- [WORK TASK]
Take the entries below and return them unchanged.

****************************************

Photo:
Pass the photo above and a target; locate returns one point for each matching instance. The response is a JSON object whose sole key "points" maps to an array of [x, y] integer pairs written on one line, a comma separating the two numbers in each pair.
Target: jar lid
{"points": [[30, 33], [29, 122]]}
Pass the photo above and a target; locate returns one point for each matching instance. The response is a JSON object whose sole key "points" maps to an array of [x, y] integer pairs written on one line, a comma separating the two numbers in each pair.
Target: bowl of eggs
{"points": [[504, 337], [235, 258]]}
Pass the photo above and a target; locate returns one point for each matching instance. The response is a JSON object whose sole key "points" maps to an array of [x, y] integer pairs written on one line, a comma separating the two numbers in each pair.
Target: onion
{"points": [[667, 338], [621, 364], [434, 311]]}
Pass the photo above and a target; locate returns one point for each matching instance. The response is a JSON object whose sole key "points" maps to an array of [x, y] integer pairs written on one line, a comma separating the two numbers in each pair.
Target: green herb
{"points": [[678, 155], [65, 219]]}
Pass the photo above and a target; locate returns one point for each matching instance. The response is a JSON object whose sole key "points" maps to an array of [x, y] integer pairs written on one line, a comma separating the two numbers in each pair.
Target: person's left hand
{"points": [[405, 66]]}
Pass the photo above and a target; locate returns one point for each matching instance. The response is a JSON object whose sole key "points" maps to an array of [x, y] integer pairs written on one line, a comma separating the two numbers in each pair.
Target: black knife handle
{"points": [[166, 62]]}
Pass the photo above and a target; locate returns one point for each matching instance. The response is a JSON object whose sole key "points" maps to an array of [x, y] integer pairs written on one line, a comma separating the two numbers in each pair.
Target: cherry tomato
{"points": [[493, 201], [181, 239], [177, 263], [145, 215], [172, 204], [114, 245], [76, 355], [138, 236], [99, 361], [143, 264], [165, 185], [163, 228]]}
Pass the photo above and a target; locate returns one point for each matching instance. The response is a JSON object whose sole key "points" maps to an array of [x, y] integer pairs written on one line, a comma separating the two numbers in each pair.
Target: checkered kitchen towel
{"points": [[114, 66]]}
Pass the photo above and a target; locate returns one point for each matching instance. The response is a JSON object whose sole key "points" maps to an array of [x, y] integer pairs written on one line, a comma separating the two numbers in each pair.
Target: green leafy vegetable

****************************************

- [RESULT]
Photo:
Pass the photo above and a target; locate returns one point for each matching instance. The response is a JSON object whose sole key "points" maps to an array of [x, y] integer pairs written on one line, a comma separating the two numbers in each pair.
Target: jar lid
{"points": [[30, 33], [29, 122]]}
Pass the photo above and a target; locate returns one point for each matching instance. The response is a JSON object whose sole key "points" maps to an array of [x, y] integer pairs written on one line, a comma separating the two numbers in each pair.
Target: bowl of eggs
{"points": [[504, 337], [235, 258]]}
Pass the photo above and a target; locate returns one point for each matching instance. The response is a JSON object whose sole key "points" maps to an array of [x, y] integer pairs written on one line, a comma separating the two numbers in each pair.
Target: onion
{"points": [[667, 338], [621, 364], [434, 311]]}
Pass the photo above and a target; locate returns one point for each matching instance. The response is a JSON object whose sole key "points" maps to an array of [x, y] integer pairs written on one line, a comma separating the two numbers in each pair.
Target: green herb
{"points": [[678, 155], [65, 219]]}
Pass the photo above and a target; locate returns one point for each matching instance. The response is a JSON object whose sole key "points" maps to an array of [x, y] integer pairs written on one line, a comma separating the two numbers in each pair.
Target: person's left hand
{"points": [[405, 66]]}
Pass the photo above and a target; locate returns one point for each matching instance. The response is a JSON object whose sole key "points" maps to an array of [x, y] integer pairs written on one line, a comma separating the two numbers in each pair.
Target: black knife handle
{"points": [[166, 62]]}
Pass the photo above and a target; locate returns one point for each matching instance. The response is a JSON object whose sole key "points" maps to an array of [x, y] integer pairs written on one line, a comma separating the two numbers in each pair.
Target: cherry tomato
{"points": [[493, 201], [181, 239], [177, 263], [145, 215], [172, 204], [114, 245], [76, 355], [138, 236], [99, 361], [143, 264], [165, 185], [163, 228]]}
Pass the photo above and a target; locate returns one point for each matching instance. The response is a JSON object whose sole key "points" maps to an array of [x, y] integer pairs written on one line, a comma separating the two numbers in each pair.
Target: checkered kitchen towel
{"points": [[114, 66]]}
Pass the photo above and a target; locate returns one point for each matching instance. The response is a JSON object whose sole key "points" maps to an array of [x, y] integer pairs written on one line, a comma separating the two numbers in each pair.
Target: green leafy vegetable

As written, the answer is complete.